[[ GIVEN RECORDS, beginning ]]
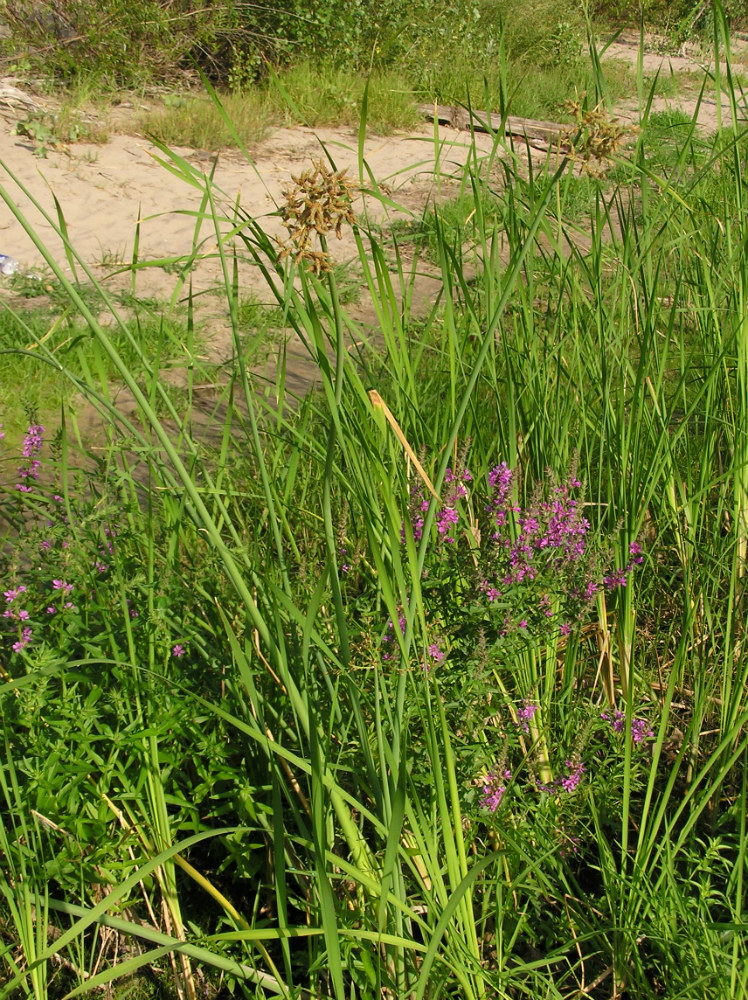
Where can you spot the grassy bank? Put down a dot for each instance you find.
(431, 684)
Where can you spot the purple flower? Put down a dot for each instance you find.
(616, 578)
(32, 443)
(446, 517)
(572, 779)
(494, 786)
(640, 728)
(525, 714)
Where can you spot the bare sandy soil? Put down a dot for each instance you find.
(104, 191)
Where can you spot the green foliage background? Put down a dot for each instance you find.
(234, 43)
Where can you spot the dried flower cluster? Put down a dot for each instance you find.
(319, 202)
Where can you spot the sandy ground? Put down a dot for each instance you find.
(104, 191)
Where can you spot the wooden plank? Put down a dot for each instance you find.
(523, 128)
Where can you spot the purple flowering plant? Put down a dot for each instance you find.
(512, 585)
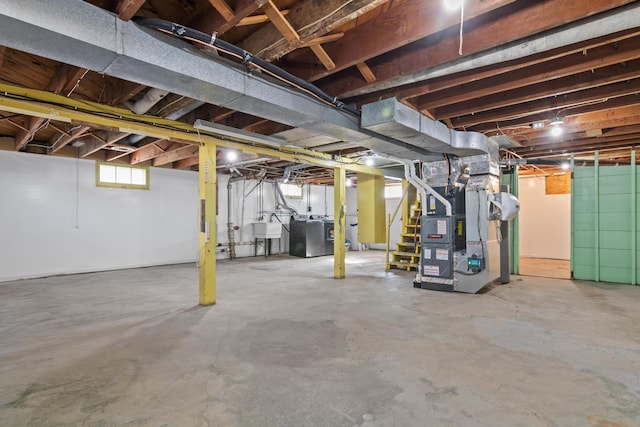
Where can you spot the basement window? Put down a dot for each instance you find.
(393, 192)
(120, 176)
(291, 191)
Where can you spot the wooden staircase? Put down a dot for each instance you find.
(407, 253)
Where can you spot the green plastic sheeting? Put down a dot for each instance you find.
(604, 223)
(511, 180)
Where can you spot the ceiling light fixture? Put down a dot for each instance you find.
(221, 130)
(121, 148)
(557, 120)
(556, 130)
(537, 125)
(232, 156)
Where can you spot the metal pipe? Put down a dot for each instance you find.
(283, 199)
(291, 168)
(230, 228)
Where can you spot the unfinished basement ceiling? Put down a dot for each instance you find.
(518, 64)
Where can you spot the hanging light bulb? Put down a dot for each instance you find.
(452, 4)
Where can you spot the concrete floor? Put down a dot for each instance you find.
(287, 345)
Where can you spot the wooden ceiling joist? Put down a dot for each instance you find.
(603, 56)
(404, 23)
(589, 96)
(63, 76)
(552, 88)
(313, 19)
(411, 58)
(126, 9)
(73, 133)
(223, 9)
(210, 24)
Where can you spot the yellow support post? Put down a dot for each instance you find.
(207, 252)
(371, 209)
(340, 221)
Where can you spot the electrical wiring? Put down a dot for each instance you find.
(245, 57)
(12, 92)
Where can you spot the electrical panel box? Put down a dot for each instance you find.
(434, 208)
(437, 260)
(436, 229)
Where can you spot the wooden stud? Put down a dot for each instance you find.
(258, 19)
(324, 39)
(366, 72)
(280, 22)
(126, 9)
(223, 9)
(322, 55)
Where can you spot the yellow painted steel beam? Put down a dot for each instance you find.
(339, 221)
(48, 105)
(207, 235)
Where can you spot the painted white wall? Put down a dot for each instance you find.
(54, 220)
(545, 221)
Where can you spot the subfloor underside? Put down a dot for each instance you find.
(287, 345)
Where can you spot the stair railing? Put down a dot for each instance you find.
(390, 219)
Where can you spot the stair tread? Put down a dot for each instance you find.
(403, 264)
(404, 253)
(412, 244)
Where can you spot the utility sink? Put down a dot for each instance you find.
(267, 230)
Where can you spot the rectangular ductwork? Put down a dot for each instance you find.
(391, 118)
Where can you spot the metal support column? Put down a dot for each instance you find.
(573, 216)
(634, 207)
(596, 225)
(514, 231)
(207, 240)
(340, 221)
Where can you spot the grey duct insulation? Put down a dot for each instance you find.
(134, 139)
(150, 98)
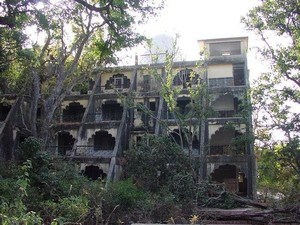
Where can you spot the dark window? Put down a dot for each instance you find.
(185, 78)
(239, 74)
(225, 48)
(152, 106)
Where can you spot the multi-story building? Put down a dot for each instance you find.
(96, 125)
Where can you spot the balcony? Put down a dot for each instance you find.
(221, 82)
(80, 151)
(227, 150)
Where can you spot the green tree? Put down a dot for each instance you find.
(276, 94)
(73, 38)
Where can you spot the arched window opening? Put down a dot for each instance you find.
(4, 110)
(103, 141)
(182, 139)
(227, 141)
(65, 142)
(118, 81)
(73, 112)
(94, 173)
(112, 110)
(234, 181)
(185, 78)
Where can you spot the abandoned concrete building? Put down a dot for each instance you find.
(95, 127)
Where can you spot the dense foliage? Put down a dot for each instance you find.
(276, 97)
(47, 47)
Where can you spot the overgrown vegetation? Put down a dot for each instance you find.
(276, 99)
(159, 184)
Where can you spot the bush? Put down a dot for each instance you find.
(123, 194)
(155, 162)
(29, 148)
(71, 209)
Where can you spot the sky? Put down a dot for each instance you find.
(194, 20)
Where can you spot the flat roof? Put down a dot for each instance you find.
(223, 39)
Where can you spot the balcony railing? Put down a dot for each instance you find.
(227, 150)
(72, 118)
(221, 82)
(82, 150)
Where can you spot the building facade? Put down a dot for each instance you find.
(95, 125)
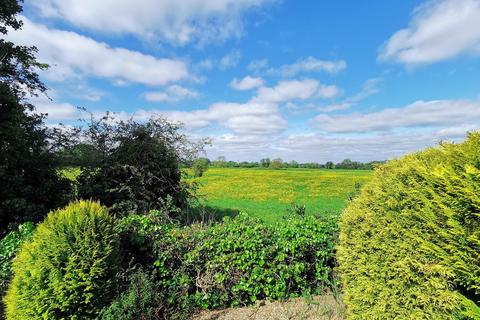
[[ GIVEN RECORDS, end ]]
> WHAT IS NEEDED: Write out all of the data above exactly, without any of its pictures.

> THE COMPLETED TASK:
Where can you spot the grassy bank? Put down a dot for each instance you find.
(431, 684)
Where can you spot the purple flower? Put down a dot for each instance you find.
(616, 578)
(32, 443)
(446, 517)
(572, 779)
(494, 786)
(640, 728)
(525, 714)
Where can you spot the bare sandy soil? Put down a dot for each instance you find.
(104, 191)
Where can you spot the green foliage background? Put down a dot for each instance you find.
(234, 43)
Where can you spot the dried flower cluster? Put down a dot for each instance you find.
(319, 202)
Where can you spot the sandy ground? Put down a dot for each instance you find.
(104, 191)
Where can you spot the wooden plank? Put down a dot for each instance you find.
(523, 128)
Where can you spot the purple flowering plant? Put down a dot for each instance you find.
(512, 585)
Where can you spot the basement window? Put down a dot for each instance you find.
(393, 192)
(120, 176)
(291, 191)
Where can you spot the wooden staircase? Put down a dot for each instance you find.
(407, 253)
Where can you spot the green plastic sheeting? Put down a dot for each instance you find.
(604, 223)
(511, 180)
Where can you spot the ceiling light fixture? Put down a dot for each instance you find.
(221, 130)
(121, 148)
(557, 120)
(556, 130)
(537, 125)
(232, 156)
Where can you spot the metal pipe? Put down a dot for each instance you find.
(283, 199)
(291, 168)
(230, 228)
Where can you spot the unfinished basement ceiling? Put down a dot for each instance you find.
(518, 64)
Where can you spot the hanging light bulb? Put down a dot for each instance you find.
(452, 4)
Where can you spot the concrete floor? Put down a dot for each instance you find.
(287, 345)
Where can you spot the wooden ceiling joist? Put down a dot for each instance you find.
(603, 56)
(404, 23)
(589, 96)
(63, 76)
(552, 88)
(313, 19)
(411, 58)
(126, 9)
(73, 133)
(223, 9)
(210, 24)
Where can you spot the yellow support post? Put down a dot for each instance you find.
(207, 252)
(371, 209)
(340, 221)
Where can you spot the electrical wiring? Put down a dot for each instance you find.
(245, 57)
(12, 92)
Where can you spot the electrical panel box? Put down a dot for each instance you find.
(434, 208)
(437, 260)
(436, 229)
Where can you spot the wooden stud? Put down a dot for each instance you find.
(258, 19)
(324, 39)
(366, 72)
(280, 22)
(126, 9)
(223, 9)
(322, 55)
Where can you spot the yellow painted steel beam? Put down a dot for each instance you find.
(339, 221)
(48, 105)
(207, 235)
Where can you spot the painted white wall? Put down a dot for each instance you find.
(54, 220)
(545, 221)
Where can you spot the subfloor underside? Put down a dot for each instance you find.
(287, 345)
Where can you spot the stair railing? Put down a dot for each instance you find.
(390, 219)
Where can you spot the stair tread? Put down a dot for each instance you find.
(403, 264)
(404, 253)
(412, 244)
Where can you spot the utility sink? Put down a dot for each instance you find.
(267, 230)
Where can you spot the rectangular ductwork? Put down a dot for each instance you find.
(391, 118)
Where can you spot the metal support column? Put down a dot for each instance you find.
(573, 216)
(634, 207)
(596, 225)
(514, 231)
(207, 240)
(340, 221)
Where can you spot the grey duct insulation? Put down a dot for each instance you find.
(134, 139)
(150, 98)
Where can you spot the dark window? Put down a dot for each instance you find.
(185, 78)
(239, 74)
(225, 48)
(152, 106)
Where can you spot the multi-story building? Put down a dot for each instance you find.
(96, 125)
Where can you spot the balcony? Put down a dot for each instance you find.
(221, 82)
(80, 151)
(227, 150)
Where can you spot the green tree? Put down a dot for each instance you find.
(276, 94)
(73, 38)
Where can you spot the arched window opening? Put down a dot for each instance you find.
(4, 110)
(103, 141)
(182, 139)
(227, 141)
(65, 142)
(118, 81)
(73, 112)
(94, 173)
(112, 110)
(234, 181)
(185, 78)
Where can you spot the abandoned concrete building? Put down a dot for each instance you find.
(95, 127)
Where can you spot the dense foliage? Put down a dot for each instance you find.
(276, 97)
(47, 47)
Where can you spot the overgrown vegetation? Put down a dot for each instance you find.
(276, 99)
(159, 184)
Where can you spot the bush? Put down a dot for each instance you find.
(123, 194)
(155, 162)
(29, 148)
(71, 209)
Where can you spot the sky? Put down a dot for each instance you find.
(194, 20)
Where can you spot the flat roof? Put down a dot for each instance you find.
(223, 39)
Where can you spot the balcony railing? Put down a dot for each instance you find.
(227, 150)
(72, 118)
(221, 82)
(82, 150)
Where can you spot the building facade? Put down a dot for each instance you find.
(95, 125)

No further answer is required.